**** INPUT MATERIAL

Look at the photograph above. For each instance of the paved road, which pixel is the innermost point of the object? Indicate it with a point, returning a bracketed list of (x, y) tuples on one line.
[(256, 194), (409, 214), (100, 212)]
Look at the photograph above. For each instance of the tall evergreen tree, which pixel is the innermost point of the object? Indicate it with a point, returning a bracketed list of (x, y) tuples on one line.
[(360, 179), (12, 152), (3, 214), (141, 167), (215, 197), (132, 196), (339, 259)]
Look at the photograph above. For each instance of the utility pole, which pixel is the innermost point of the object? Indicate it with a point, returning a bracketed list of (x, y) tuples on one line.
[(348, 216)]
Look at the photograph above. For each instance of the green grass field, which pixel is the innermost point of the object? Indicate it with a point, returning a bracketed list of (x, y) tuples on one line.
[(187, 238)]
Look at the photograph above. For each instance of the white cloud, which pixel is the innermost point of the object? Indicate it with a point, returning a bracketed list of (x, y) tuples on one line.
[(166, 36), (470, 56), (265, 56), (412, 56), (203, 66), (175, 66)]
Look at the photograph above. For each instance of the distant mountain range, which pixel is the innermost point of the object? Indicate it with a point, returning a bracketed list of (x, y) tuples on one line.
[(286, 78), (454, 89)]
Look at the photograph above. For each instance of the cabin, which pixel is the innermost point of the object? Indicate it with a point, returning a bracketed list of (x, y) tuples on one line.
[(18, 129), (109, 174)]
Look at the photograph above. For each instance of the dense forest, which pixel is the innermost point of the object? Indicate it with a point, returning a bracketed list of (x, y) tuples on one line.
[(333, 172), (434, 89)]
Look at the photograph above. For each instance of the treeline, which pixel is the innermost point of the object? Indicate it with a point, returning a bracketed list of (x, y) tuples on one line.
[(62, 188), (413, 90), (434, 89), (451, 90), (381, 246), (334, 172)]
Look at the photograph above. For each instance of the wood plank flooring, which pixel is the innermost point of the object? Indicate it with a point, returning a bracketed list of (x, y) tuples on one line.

********

=== EXERCISE TASK ===
Reproduce every item above word for word, keeping each one on its own line.

=== TASK OUTPUT ===
Look at the photograph above. For each instance of the paved road, which pixel is the innermost point of the object? Indicate it with a point, returning a bracketed list of (x, y) tuples on one line.
[(256, 194), (409, 214), (100, 212)]
Look at the photograph above. For each instance of the tall evergreen tree, which pixel is the innermost point of the object? Indicate it with a point, returning a bracketed list of (x, y) tuples on one line.
[(360, 179), (12, 152), (3, 214), (141, 167), (215, 197), (132, 196), (339, 259)]
Look at the photograph above. For each instance of the utility pole, which pixel is the innermost point of the object? Indicate it with a point, returning a bracketed list of (x, y) tuples on one line.
[(348, 216)]
Look at the photograph above. For each instance of the green grass field, which pixel is the innermost point of the object? Indicate it with a point, returning a bracketed list of (x, y) tuples on one line.
[(187, 238)]
Look at the photograph above. For each instance of the white cloud, which pixel is the innermost point of the object? Indicate it with a point, returning a bracketed list of (x, y) tuples on one line.
[(166, 36), (470, 56), (265, 56), (412, 56), (203, 66), (175, 66)]
Look at the photograph above. For each instance of the distant mountain range, which pixel is the innermost point of the object? Indicate it with a point, returning a bracketed list of (x, y) tuples on one line.
[(286, 78), (454, 89)]
Look at the photograph above. For each instance of the cabin, which pixel is the innermost point of the object? Indicate it with a point, returning a bracketed list of (x, y) tuples on one line.
[(18, 129), (109, 174)]
Look at the photograph above. For each instance of the dense forest, which pixel is the innermost point of the object? Indicate it with a point, returning a bracketed list of (x, y) tuples on one line.
[(333, 172), (434, 89)]
Look at the photograph above. For each instance of the treeline, which pixel is the innermost point of the object? Indicate it with a point, returning a bracketed list of (x, y) tuples on one line.
[(62, 188), (413, 90), (434, 89), (451, 90), (381, 246), (334, 172)]
Look at the photograph above. For each instance of the wood plank flooring, which pixel is the innermost point of the object? Indicate it with a point, returning a bracketed list of (x, y) tuples on one line.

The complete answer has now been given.